OPDRACHT
Herschrijf alstublieft in het tekstblok hieronder het lid dat begint met “Gedeputeerde staten stellen binnen vier maanden” beknopter, met behoud van de kernfeiten.

TEKSTBLOK
+===+
Op verzoek van gedeputeerde staten dient een programmagemeente bij gedeputeerde staten een voortgangsrapportage in.

Artikel 12

Gedeputeerde staten kunnen gedurende het investeringstijdvlak jaarlijks een voorschot verlenen.

Artikel 13
  • 1.

    Uiterlijk op 1 augustus 2018 dient een programma­ gemeente een aanvraag tot vaststelling van het investeringsbudget in.

  • 2.

    Gedeputeerde staten stellen een formulier voor de aanvraag tot vaststelling vast.

  • 3.

    Gedeputeerde staten stellen binnen vier maanden na de dag waarop de aanvraag tot vaststelling is ontvangen het investeringsbudget vast.

  • 4.

    Het investeringsbudget wordt vastgesteld op de wqerkelijke besteding van de investeringsbudgetten.

  • 5.
+===+
Regels uit een verzameling
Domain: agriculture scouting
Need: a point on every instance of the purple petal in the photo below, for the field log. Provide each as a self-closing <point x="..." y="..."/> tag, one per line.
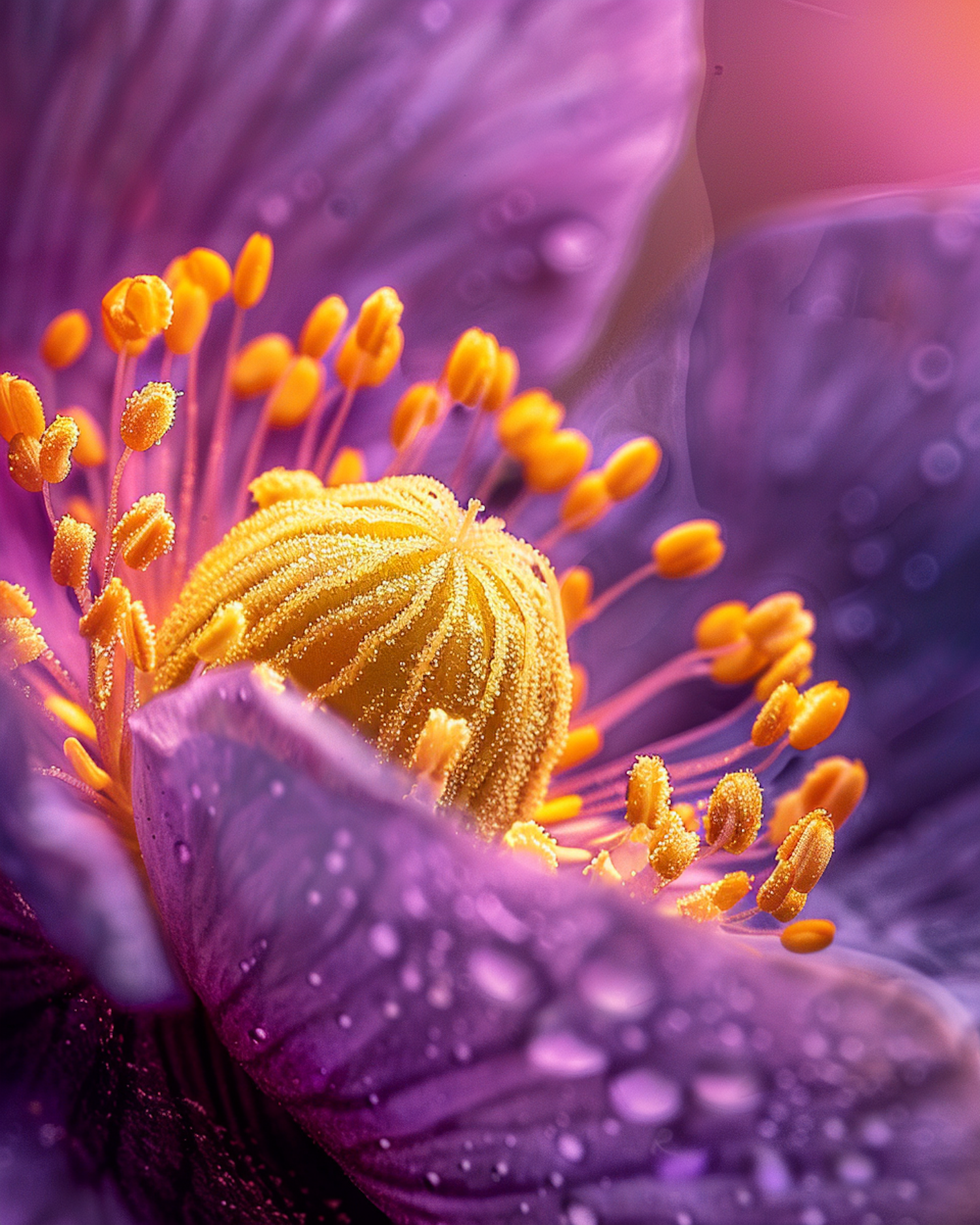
<point x="489" y="161"/>
<point x="468" y="1037"/>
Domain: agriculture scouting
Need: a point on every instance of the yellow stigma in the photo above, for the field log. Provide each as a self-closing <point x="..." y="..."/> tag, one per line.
<point x="386" y="602"/>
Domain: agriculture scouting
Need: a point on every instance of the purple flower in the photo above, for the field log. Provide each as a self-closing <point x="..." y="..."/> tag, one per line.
<point x="330" y="970"/>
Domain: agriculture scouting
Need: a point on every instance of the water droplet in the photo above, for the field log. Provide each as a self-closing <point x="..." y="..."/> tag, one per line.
<point x="384" y="940"/>
<point x="645" y="1097"/>
<point x="501" y="977"/>
<point x="565" y="1055"/>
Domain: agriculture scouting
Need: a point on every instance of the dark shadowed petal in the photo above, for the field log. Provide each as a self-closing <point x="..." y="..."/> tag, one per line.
<point x="488" y="159"/>
<point x="482" y="1044"/>
<point x="76" y="874"/>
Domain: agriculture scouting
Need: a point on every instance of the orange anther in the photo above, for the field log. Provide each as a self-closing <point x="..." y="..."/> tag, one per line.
<point x="148" y="416"/>
<point x="71" y="555"/>
<point x="629" y="468"/>
<point x="693" y="548"/>
<point x="21" y="411"/>
<point x="295" y="393"/>
<point x="323" y="326"/>
<point x="253" y="270"/>
<point x="65" y="338"/>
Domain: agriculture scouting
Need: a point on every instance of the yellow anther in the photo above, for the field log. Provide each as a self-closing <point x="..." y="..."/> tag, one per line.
<point x="472" y="365"/>
<point x="103" y="623"/>
<point x="808" y="936"/>
<point x="88" y="771"/>
<point x="21" y="642"/>
<point x="526" y="419"/>
<point x="629" y="468"/>
<point x="712" y="900"/>
<point x="676" y="851"/>
<point x="793" y="666"/>
<point x="776" y="715"/>
<point x="502" y="382"/>
<point x="71" y="715"/>
<point x="90" y="450"/>
<point x="71" y="555"/>
<point x="295" y="395"/>
<point x="721" y="627"/>
<point x="693" y="548"/>
<point x="253" y="270"/>
<point x="379" y="314"/>
<point x="553" y="461"/>
<point x="582" y="744"/>
<point x="148" y="416"/>
<point x="553" y="813"/>
<point x="24" y="463"/>
<point x="323" y="326"/>
<point x="439" y="749"/>
<point x="145" y="533"/>
<point x="218" y="640"/>
<point x="21" y="411"/>
<point x="348" y="468"/>
<point x="284" y="485"/>
<point x="261" y="364"/>
<point x="57" y="446"/>
<point x="821" y="710"/>
<point x="576" y="593"/>
<point x="648" y="793"/>
<point x="191" y="316"/>
<point x="140" y="638"/>
<point x="808" y="849"/>
<point x="836" y="784"/>
<point x="580" y="686"/>
<point x="355" y="368"/>
<point x="734" y="813"/>
<point x="208" y="270"/>
<point x="15" y="600"/>
<point x="65" y="338"/>
<point x="586" y="502"/>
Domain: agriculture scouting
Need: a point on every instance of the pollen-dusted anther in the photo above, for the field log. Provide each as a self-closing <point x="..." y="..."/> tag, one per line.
<point x="71" y="555"/>
<point x="576" y="593"/>
<point x="417" y="408"/>
<point x="536" y="844"/>
<point x="734" y="813"/>
<point x="722" y="625"/>
<point x="57" y="446"/>
<point x="470" y="367"/>
<point x="631" y="467"/>
<point x="103" y="623"/>
<point x="348" y="468"/>
<point x="690" y="549"/>
<point x="223" y="634"/>
<point x="295" y="395"/>
<point x="372" y="599"/>
<point x="808" y="936"/>
<point x="441" y="743"/>
<point x="65" y="340"/>
<point x="819" y="715"/>
<point x="777" y="713"/>
<point x="24" y="463"/>
<point x="140" y="638"/>
<point x="715" y="898"/>
<point x="323" y="326"/>
<point x="21" y="411"/>
<point x="284" y="485"/>
<point x="253" y="270"/>
<point x="145" y="533"/>
<point x="553" y="461"/>
<point x="148" y="416"/>
<point x="648" y="793"/>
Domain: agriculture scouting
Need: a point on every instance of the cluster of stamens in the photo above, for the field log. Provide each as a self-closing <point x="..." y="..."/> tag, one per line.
<point x="124" y="548"/>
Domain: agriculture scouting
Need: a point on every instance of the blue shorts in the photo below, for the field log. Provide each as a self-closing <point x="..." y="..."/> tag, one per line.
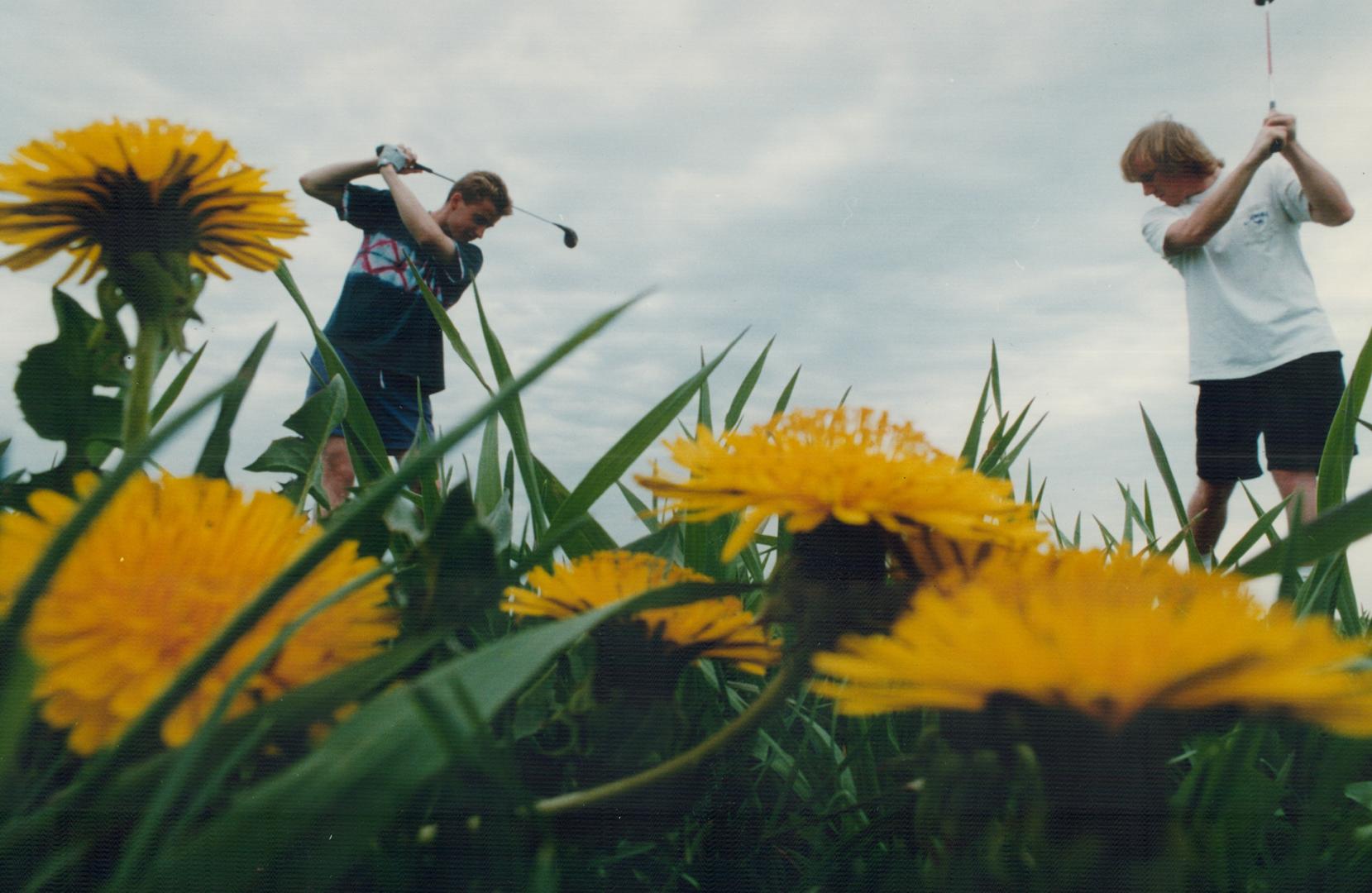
+===+
ANTWOORD
Gedeputeerde staten stellen het investeringsbudget vast binnen vier maanden na ontvangst van de aanvraag tot vaststelling.